■ What is required: Copy out exactly the lines below that run from the one holding "Check that each instance of the man's chin" to the one holding "Check that each instance of the woman's white", keeping both of those lines and no others.

── Dataset records

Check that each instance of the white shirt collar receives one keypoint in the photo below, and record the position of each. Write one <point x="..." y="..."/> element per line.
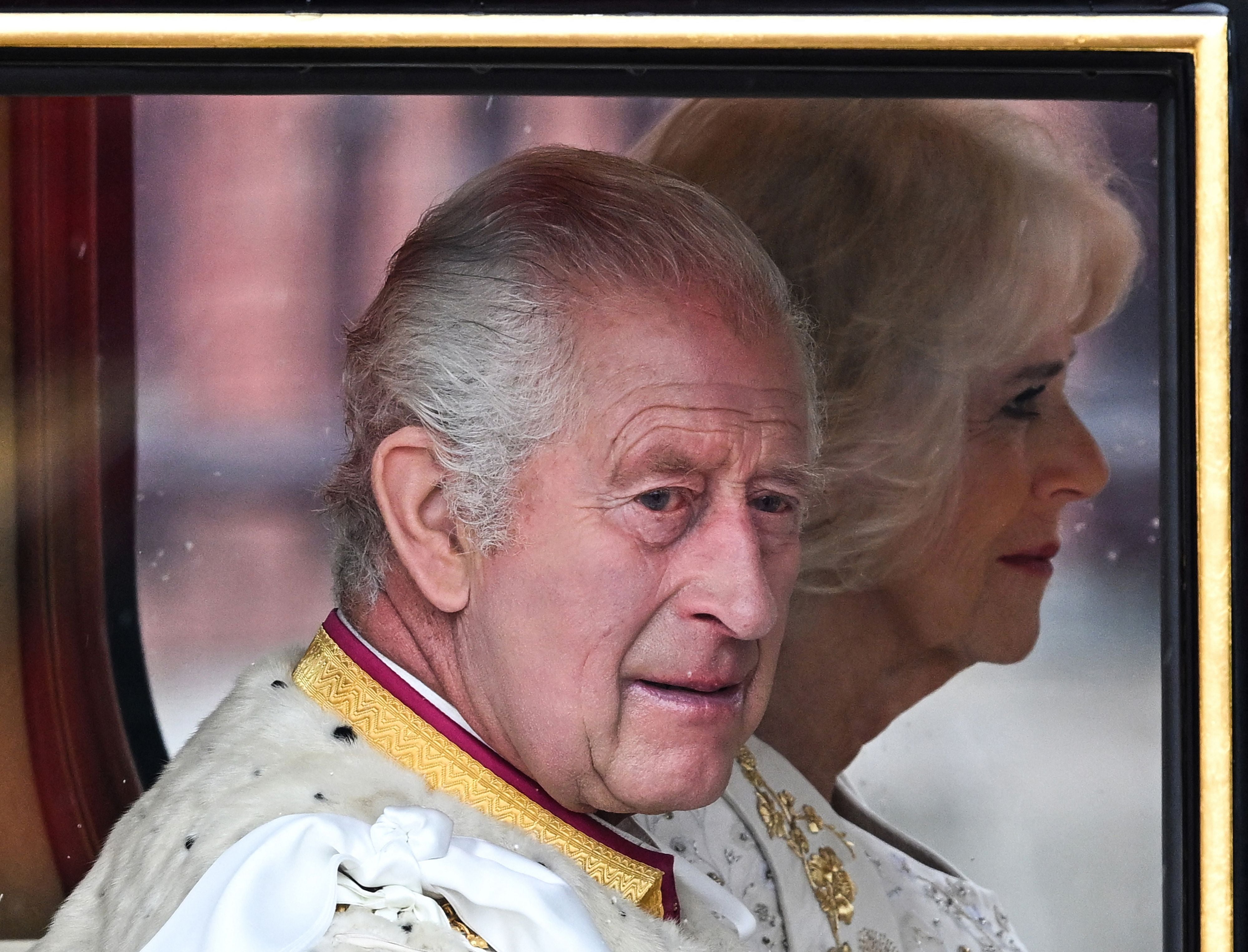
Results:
<point x="416" y="683"/>
<point x="688" y="879"/>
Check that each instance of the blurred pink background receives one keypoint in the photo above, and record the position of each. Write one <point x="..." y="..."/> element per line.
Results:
<point x="265" y="224"/>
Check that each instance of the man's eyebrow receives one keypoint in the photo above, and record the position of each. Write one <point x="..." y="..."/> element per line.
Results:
<point x="801" y="478"/>
<point x="662" y="461"/>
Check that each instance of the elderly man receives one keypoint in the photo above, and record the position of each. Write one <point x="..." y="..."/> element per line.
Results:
<point x="581" y="429"/>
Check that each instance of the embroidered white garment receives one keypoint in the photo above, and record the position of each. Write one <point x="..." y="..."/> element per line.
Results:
<point x="276" y="890"/>
<point x="714" y="843"/>
<point x="723" y="903"/>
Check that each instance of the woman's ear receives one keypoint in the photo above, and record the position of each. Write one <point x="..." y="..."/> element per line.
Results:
<point x="407" y="485"/>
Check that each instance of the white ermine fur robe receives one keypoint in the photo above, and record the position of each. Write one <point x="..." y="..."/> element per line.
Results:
<point x="268" y="752"/>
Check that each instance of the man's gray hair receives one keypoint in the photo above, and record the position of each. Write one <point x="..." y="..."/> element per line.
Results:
<point x="470" y="336"/>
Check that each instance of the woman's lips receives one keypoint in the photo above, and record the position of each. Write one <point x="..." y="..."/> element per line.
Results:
<point x="1038" y="561"/>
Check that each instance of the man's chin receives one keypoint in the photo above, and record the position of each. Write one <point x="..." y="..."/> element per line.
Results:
<point x="675" y="783"/>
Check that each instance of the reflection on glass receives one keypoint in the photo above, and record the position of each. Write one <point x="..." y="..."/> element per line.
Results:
<point x="264" y="224"/>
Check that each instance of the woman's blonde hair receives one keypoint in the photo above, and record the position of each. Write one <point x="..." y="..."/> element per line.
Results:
<point x="925" y="240"/>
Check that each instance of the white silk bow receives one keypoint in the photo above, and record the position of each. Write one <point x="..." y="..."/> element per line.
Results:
<point x="276" y="889"/>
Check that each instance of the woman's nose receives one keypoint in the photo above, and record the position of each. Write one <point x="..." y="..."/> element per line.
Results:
<point x="1071" y="465"/>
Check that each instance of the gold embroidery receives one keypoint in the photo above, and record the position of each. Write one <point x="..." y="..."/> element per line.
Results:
<point x="330" y="678"/>
<point x="457" y="924"/>
<point x="834" y="889"/>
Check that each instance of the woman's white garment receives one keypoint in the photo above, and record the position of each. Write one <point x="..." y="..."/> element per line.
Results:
<point x="900" y="904"/>
<point x="271" y="753"/>
<point x="278" y="889"/>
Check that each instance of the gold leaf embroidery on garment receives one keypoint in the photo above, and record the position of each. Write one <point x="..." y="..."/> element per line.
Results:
<point x="330" y="678"/>
<point x="834" y="889"/>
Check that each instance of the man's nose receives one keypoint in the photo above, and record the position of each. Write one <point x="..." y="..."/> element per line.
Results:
<point x="726" y="575"/>
<point x="1071" y="465"/>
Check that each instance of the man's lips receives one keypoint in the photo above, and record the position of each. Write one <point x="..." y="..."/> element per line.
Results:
<point x="1036" y="561"/>
<point x="708" y="701"/>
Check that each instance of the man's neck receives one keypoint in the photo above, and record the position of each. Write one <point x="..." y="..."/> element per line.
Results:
<point x="420" y="639"/>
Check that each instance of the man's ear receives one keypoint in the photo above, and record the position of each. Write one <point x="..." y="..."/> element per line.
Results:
<point x="407" y="485"/>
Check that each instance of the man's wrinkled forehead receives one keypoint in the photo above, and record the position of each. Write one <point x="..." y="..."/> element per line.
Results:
<point x="678" y="430"/>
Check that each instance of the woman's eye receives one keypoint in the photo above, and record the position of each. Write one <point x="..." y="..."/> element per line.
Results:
<point x="772" y="503"/>
<point x="1024" y="406"/>
<point x="658" y="501"/>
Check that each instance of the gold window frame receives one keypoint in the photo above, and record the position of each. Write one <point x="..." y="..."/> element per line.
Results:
<point x="1202" y="37"/>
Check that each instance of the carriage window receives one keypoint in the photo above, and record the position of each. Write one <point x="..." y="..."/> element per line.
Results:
<point x="264" y="225"/>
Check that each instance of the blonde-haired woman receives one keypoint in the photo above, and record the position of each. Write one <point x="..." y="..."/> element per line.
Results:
<point x="949" y="254"/>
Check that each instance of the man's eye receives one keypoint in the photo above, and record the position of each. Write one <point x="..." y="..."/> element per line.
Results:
<point x="772" y="503"/>
<point x="1023" y="407"/>
<point x="658" y="501"/>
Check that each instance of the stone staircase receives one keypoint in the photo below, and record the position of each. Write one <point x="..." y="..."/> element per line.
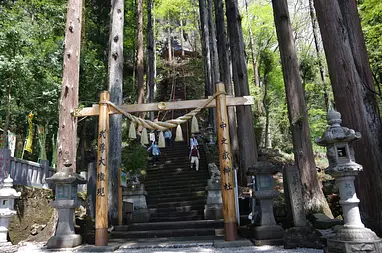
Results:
<point x="176" y="198"/>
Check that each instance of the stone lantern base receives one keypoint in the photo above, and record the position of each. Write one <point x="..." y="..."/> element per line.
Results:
<point x="64" y="241"/>
<point x="349" y="240"/>
<point x="213" y="210"/>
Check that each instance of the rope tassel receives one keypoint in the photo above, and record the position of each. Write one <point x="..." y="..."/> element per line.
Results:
<point x="179" y="134"/>
<point x="161" y="142"/>
<point x="132" y="131"/>
<point x="194" y="125"/>
<point x="144" y="139"/>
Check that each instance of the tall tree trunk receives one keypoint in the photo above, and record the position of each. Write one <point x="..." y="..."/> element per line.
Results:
<point x="140" y="67"/>
<point x="246" y="133"/>
<point x="115" y="89"/>
<point x="181" y="38"/>
<point x="151" y="56"/>
<point x="206" y="55"/>
<point x="313" y="20"/>
<point x="256" y="79"/>
<point x="169" y="46"/>
<point x="356" y="101"/>
<point x="225" y="75"/>
<point x="67" y="130"/>
<point x="314" y="199"/>
<point x="215" y="75"/>
<point x="7" y="116"/>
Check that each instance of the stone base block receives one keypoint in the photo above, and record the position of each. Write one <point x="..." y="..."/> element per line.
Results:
<point x="303" y="237"/>
<point x="350" y="247"/>
<point x="268" y="232"/>
<point x="354" y="240"/>
<point x="213" y="213"/>
<point x="271" y="242"/>
<point x="232" y="244"/>
<point x="140" y="216"/>
<point x="64" y="241"/>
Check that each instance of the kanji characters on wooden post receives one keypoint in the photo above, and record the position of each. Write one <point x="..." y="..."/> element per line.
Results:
<point x="101" y="236"/>
<point x="226" y="171"/>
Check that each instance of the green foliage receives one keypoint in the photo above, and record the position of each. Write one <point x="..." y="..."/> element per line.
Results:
<point x="134" y="157"/>
<point x="31" y="39"/>
<point x="371" y="17"/>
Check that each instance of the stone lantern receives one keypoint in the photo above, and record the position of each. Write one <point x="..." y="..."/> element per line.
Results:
<point x="66" y="182"/>
<point x="210" y="131"/>
<point x="353" y="237"/>
<point x="7" y="198"/>
<point x="268" y="233"/>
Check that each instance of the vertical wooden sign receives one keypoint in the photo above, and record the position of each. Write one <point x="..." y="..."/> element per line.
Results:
<point x="120" y="203"/>
<point x="101" y="236"/>
<point x="226" y="170"/>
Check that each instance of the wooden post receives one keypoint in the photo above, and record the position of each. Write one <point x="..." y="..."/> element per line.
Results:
<point x="101" y="236"/>
<point x="226" y="170"/>
<point x="120" y="196"/>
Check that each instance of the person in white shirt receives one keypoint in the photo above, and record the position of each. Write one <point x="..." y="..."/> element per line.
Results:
<point x="167" y="137"/>
<point x="152" y="137"/>
<point x="193" y="142"/>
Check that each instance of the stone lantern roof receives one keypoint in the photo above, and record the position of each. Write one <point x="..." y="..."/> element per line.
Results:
<point x="263" y="167"/>
<point x="336" y="133"/>
<point x="66" y="176"/>
<point x="7" y="192"/>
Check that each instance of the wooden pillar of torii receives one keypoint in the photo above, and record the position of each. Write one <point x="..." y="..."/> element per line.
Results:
<point x="103" y="110"/>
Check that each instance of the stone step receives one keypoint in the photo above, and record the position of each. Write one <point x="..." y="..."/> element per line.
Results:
<point x="171" y="225"/>
<point x="166" y="199"/>
<point x="186" y="186"/>
<point x="171" y="204"/>
<point x="162" y="233"/>
<point x="176" y="219"/>
<point x="174" y="179"/>
<point x="180" y="208"/>
<point x="176" y="194"/>
<point x="159" y="215"/>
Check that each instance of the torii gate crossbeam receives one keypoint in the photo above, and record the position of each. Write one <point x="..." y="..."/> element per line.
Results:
<point x="104" y="109"/>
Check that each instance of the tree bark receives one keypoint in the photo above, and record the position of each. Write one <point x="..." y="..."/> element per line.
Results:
<point x="356" y="101"/>
<point x="245" y="129"/>
<point x="67" y="132"/>
<point x="140" y="67"/>
<point x="225" y="75"/>
<point x="151" y="56"/>
<point x="115" y="89"/>
<point x="256" y="79"/>
<point x="206" y="50"/>
<point x="7" y="116"/>
<point x="314" y="199"/>
<point x="313" y="20"/>
<point x="215" y="75"/>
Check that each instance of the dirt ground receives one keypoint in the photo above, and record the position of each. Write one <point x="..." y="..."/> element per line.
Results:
<point x="34" y="219"/>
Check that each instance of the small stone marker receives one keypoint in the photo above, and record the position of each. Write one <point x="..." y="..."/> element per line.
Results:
<point x="338" y="140"/>
<point x="295" y="194"/>
<point x="268" y="233"/>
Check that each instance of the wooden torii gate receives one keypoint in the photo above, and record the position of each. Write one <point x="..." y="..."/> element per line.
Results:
<point x="104" y="109"/>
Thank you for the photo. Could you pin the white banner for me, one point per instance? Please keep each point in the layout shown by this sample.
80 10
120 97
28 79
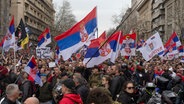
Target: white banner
43 52
152 47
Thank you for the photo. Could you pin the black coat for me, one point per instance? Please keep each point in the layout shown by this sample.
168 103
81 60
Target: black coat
27 90
126 98
5 100
116 86
83 91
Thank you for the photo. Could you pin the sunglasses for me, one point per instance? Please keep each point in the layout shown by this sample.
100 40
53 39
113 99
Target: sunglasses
130 88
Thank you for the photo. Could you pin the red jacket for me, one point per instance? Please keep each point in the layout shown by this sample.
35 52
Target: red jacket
71 99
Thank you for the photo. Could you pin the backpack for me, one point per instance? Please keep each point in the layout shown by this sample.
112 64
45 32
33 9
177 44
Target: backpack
71 99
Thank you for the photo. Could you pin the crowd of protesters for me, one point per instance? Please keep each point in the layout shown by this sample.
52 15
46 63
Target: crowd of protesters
127 81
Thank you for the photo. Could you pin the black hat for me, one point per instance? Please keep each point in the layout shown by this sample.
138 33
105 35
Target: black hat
69 83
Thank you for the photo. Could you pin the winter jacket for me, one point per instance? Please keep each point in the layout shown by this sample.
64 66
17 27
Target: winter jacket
126 98
83 91
27 90
5 100
71 99
115 86
45 92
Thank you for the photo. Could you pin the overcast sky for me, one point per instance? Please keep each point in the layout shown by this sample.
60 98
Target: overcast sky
105 10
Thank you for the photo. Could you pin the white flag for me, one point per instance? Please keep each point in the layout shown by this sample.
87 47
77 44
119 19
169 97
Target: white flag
152 47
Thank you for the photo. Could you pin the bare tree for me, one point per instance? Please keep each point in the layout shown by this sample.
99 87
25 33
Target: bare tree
64 19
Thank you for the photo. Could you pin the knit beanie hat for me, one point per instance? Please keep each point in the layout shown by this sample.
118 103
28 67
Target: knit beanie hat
69 83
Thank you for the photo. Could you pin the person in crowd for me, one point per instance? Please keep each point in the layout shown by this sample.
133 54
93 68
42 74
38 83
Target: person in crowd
127 94
81 86
12 95
94 79
54 77
99 96
26 87
31 100
106 82
45 91
116 83
70 95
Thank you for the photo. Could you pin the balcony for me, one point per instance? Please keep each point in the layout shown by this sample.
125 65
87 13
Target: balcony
155 5
157 14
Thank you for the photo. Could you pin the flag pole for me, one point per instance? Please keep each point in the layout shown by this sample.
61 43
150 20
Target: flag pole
104 43
14 53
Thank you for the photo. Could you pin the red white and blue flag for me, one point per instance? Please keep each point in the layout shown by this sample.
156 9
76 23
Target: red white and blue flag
108 50
181 50
152 47
57 55
171 46
140 43
79 35
9 37
45 38
128 46
33 72
2 41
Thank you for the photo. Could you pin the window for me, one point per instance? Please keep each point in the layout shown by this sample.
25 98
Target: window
26 19
31 21
26 6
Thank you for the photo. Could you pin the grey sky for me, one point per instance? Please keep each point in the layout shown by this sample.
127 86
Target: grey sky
105 10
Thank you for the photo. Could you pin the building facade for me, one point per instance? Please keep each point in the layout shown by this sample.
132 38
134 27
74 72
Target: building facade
174 17
129 20
144 19
158 17
36 14
4 17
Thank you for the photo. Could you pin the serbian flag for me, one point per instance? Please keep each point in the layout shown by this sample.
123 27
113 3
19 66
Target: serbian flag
181 50
79 35
10 36
2 41
152 47
57 55
128 45
45 38
108 50
171 46
140 43
33 72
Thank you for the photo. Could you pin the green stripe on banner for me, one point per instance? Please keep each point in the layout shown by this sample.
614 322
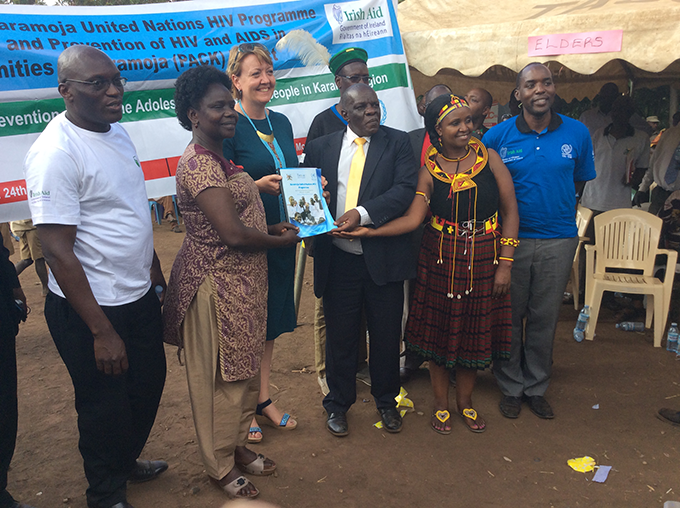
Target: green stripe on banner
307 88
28 117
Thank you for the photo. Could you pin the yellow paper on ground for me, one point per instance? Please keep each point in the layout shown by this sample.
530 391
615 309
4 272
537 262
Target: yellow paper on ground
403 401
582 464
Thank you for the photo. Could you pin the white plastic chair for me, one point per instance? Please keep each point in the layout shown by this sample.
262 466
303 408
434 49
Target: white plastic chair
583 216
628 239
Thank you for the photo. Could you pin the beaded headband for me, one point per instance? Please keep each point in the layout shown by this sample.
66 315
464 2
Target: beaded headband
455 103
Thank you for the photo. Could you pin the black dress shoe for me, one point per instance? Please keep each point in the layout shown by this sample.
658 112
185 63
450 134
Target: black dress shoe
405 374
122 504
540 407
510 406
337 424
17 504
146 470
391 419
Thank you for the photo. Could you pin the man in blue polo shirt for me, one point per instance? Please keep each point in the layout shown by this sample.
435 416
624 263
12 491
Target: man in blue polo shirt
550 157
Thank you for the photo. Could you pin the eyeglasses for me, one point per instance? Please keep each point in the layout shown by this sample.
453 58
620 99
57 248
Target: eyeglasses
100 85
249 47
357 78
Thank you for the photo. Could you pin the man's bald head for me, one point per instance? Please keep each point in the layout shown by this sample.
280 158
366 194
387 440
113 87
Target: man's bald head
75 60
528 67
431 95
91 86
360 108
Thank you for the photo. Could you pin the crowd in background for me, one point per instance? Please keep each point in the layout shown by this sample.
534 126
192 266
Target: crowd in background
479 221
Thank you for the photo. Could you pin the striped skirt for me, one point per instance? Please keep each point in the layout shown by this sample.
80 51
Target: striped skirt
472 328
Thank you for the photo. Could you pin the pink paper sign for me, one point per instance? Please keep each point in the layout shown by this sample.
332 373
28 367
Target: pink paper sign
606 41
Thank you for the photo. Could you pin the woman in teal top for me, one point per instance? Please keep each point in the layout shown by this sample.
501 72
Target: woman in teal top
262 144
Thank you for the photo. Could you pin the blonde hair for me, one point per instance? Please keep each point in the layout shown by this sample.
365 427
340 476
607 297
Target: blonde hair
236 56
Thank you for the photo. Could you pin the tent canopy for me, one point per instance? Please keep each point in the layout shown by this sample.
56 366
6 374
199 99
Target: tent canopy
445 42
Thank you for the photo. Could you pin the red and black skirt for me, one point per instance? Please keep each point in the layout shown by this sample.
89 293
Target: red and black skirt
453 320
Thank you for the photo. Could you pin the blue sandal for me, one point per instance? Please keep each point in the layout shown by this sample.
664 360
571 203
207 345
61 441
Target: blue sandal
253 430
282 425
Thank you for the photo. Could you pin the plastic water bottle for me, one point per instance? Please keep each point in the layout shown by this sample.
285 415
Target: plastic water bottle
672 338
631 326
581 323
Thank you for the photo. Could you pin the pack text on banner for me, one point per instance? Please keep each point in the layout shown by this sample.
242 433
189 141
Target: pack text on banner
153 44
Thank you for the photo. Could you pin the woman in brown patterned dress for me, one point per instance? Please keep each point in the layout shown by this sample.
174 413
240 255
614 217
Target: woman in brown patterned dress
216 306
460 312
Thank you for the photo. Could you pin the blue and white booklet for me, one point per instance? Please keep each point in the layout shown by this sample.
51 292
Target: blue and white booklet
303 201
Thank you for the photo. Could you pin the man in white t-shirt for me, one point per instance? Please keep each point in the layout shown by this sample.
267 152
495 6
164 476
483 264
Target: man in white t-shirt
88 200
621 158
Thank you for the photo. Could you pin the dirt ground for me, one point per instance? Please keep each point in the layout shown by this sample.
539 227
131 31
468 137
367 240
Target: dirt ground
515 463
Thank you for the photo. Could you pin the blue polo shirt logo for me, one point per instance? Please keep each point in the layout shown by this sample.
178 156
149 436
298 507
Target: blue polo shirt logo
510 155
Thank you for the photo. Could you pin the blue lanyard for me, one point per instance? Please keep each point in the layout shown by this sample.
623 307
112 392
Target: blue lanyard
276 153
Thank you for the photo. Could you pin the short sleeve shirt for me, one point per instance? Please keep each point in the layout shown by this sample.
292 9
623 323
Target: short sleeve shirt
94 181
544 167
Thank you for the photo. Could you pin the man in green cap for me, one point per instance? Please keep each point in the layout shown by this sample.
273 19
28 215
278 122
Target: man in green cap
349 67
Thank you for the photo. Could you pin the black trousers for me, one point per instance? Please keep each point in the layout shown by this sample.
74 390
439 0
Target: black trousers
349 291
115 413
8 411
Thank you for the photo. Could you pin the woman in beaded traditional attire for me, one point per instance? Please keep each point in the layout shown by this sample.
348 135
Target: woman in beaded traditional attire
460 312
264 143
216 303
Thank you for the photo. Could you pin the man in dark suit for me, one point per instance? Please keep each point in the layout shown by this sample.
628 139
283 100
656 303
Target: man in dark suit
372 178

────

■ Your response:
Check that each instance of the man's chin receives one keypoint in the photo above, and record the position of each. Write one <point x="..." y="..."/> element per line.
Results:
<point x="675" y="783"/>
Check that each instance of the reflection on glass receives one keypoint in the photo above, and record the position of each. Write one <point x="..." y="..."/> element per line.
Results:
<point x="264" y="224"/>
Check that each instance of the woman's blonde hair receives one keypoint in the photo above, and record the position of each. Write one <point x="..." y="..."/> element per line.
Results:
<point x="925" y="240"/>
Check that each instance of the white silk bow receives one keypoint in the photo above, and record the position of each. Write one <point x="..." y="..."/> element per line.
Results:
<point x="276" y="889"/>
Check that each instance of the woman's nose receives one keypoint in the photo above, and record the position of each. Write one <point x="..." y="..."/> element per line.
Results:
<point x="1071" y="465"/>
Check that each instance of the gold embroidery receives one keypoint in the photo above, and record the position of each. Write one <point x="..." y="..."/> element per line.
Results:
<point x="330" y="678"/>
<point x="457" y="924"/>
<point x="834" y="889"/>
Check that each instance of the woman's white garment receives one keypoint in the photo above, and record the position of each. Write one <point x="..." y="..."/> element per line.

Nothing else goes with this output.